● EXCERPT TO READ
== Segment start ==

On the morning of the 8th of September Meg Ziegelbauer, 12, woke up at 3.30 am to head to Lake Monona, Wisconsin to be part of a crew of seven Rescue Divers assisting the 2500 Ironman competitors who had to swim 2.4 miles in the lake. The challenge of lake Monona swim, beyond the water temperature which on average revolves around 70°F/21°C, is that part of the race is against current. The seven rescue divers were divided into two boats and followed the swimmers progression. Overall the swim went rather well with only about 10 out of 2500 participants having to be rescued for exhaustion. To qualify for the final stages of the Ironman, the competitors have 2 hours 20 minutes to swim 2.4 miles/3.8 kms with a fair bit of the way against current.

== Segment end ==

● LISTED ENTRIES
== Segment start ==

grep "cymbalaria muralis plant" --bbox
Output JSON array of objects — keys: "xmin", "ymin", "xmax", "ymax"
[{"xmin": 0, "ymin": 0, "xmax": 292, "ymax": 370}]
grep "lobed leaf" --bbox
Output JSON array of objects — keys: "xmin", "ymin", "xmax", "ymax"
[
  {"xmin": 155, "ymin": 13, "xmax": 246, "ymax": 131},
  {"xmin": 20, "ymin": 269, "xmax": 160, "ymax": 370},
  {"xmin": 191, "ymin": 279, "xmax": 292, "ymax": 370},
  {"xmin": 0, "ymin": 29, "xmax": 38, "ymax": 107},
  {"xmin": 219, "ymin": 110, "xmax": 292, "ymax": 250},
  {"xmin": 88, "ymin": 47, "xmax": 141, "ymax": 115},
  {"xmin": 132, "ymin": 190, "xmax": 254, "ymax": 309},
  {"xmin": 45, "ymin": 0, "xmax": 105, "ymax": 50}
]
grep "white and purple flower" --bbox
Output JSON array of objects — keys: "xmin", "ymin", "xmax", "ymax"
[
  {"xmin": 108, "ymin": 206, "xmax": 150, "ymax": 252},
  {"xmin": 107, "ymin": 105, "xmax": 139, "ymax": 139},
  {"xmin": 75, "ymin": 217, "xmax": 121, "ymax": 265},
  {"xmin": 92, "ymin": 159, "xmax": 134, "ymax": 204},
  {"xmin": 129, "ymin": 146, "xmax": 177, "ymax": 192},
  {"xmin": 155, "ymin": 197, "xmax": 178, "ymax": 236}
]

== Segment end ==

● PROMPT 1
Answer these questions from the passage on the Lake Monona swim:
(a) At what time did Meg Ziegelbauer wake up?
(b) Into how many boats were the rescue divers divided?
(c) How much time do competitors have to complete the swim?
● PROMPT 2
Can you write out the passage on the Lake Monona swim from "On the morning" up to and including "way against current."?
The records were taken from a separate source.

● TASK OUTPUT 1
(a) 3.30 am
(b) Two
(c) 2 hours 20 minutes

● TASK OUTPUT 2
On the morning of the 8th of September Meg Ziegelbauer, 12, woke up at 3.30 am to head to Lake Monona, Wisconsin to be part of a crew of seven Rescue Divers assisting the 2500 Ironman competitors who had to swim 2.4 miles in the lake. The challenge of lake Monona swim, beyond the water temperature which on average revolves around 70°F/21°C, is that part of the race is against current. The seven rescue divers were divided into two boats and followed the swimmers progression. Overall the swim went rather well with only about 10 out of 2500 participants having to be rescued for exhaustion. To qualify for the final stages of the Ironman, the competitors have 2 hours 20 minutes to swim 2.4 miles/3.8 kms with a fair bit of the way against current.